▶ [Problem description] Copy all of the records below verbatim.

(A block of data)
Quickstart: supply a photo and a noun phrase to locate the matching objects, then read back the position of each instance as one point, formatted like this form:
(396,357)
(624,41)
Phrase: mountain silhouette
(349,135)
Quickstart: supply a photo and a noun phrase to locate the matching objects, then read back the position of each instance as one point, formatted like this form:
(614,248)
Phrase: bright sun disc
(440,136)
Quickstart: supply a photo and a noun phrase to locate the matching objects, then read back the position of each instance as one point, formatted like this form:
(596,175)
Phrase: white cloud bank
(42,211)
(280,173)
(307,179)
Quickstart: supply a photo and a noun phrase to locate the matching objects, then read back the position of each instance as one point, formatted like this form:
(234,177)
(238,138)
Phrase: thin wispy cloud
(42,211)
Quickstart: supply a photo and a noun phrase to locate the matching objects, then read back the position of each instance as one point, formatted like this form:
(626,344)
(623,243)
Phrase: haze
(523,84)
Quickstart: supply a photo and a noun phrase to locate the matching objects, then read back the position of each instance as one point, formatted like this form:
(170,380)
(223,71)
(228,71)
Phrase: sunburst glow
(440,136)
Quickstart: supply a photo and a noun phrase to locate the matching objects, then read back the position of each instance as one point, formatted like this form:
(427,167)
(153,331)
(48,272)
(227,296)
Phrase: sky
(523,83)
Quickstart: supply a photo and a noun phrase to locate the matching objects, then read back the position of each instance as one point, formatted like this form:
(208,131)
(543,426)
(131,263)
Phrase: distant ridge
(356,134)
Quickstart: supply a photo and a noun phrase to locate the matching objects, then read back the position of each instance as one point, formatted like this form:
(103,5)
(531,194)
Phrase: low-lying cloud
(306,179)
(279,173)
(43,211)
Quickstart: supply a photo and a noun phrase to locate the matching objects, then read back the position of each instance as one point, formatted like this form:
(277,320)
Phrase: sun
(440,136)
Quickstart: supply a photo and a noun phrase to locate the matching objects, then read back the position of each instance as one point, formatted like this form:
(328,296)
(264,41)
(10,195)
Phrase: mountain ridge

▶ [Task answer]
Quickstart: supply a photo and a noun phrase to locate the matching objects, then read back the position of each instance as one point, formatted like this form:
(396,357)
(624,41)
Phrase: mountain silhouette
(349,135)
Quickstart: supply a photo and a noun phrase to locate the matching objects, then read back the position of each instance as one point, formatted like this form:
(614,248)
Phrase: bright sun disc
(440,136)
Quickstart: supply a photo and a noun phrase to locate the matching objects, then read back the position of each instance as one point, formatted like this form:
(596,175)
Phrase: white cloud bank
(42,211)
(280,173)
(307,179)
Quickstart: supply a photo and a noun phrase to locate the matching objects, then read back the position of each instance as one point, formatted like this form:
(234,177)
(238,138)
Phrase: thin wispy cloud
(42,211)
Quickstart: supply a photo and a noun phrase to locate the matching objects, then read back the position of each instance as one point, formatted like this form:
(626,344)
(623,243)
Phrase: haze
(523,84)
Quickstart: supply a photo and a noun phrase to locate the matching objects, then read back the position of each instance as one point, formatted like this form:
(170,380)
(223,71)
(228,71)
Phrase: sunburst glow
(440,136)
Quickstart: supply a photo and a noun phrase to locate the matching objects, then read back the position of each instance as one point, formatted like this form:
(427,167)
(153,331)
(48,272)
(227,296)
Phrase: sky
(523,83)
Quickstart: supply a photo and a noun phrase to locate the matching objects, then read back the position of each instance as one point, formatted like this form:
(208,131)
(543,426)
(131,263)
Phrase: distant ridge
(356,134)
Quickstart: supply a photo and a noun phrase to locate the matching objects, then read back the position of each instance as one point, formatted like this form:
(103,5)
(531,194)
Phrase: low-lying cloud
(306,179)
(279,173)
(43,211)
Quickstart: supply a photo and a noun phrase to locate the matching objects, then read back the position of each instance as one point, formatted like this form:
(277,320)
Phrase: sun
(440,136)
Quickstart: supply a photo and a noun phrase to locate the matching objects, then read back the position of each instance as one point, formatted like this form:
(328,296)
(264,41)
(10,195)
Phrase: mountain ridge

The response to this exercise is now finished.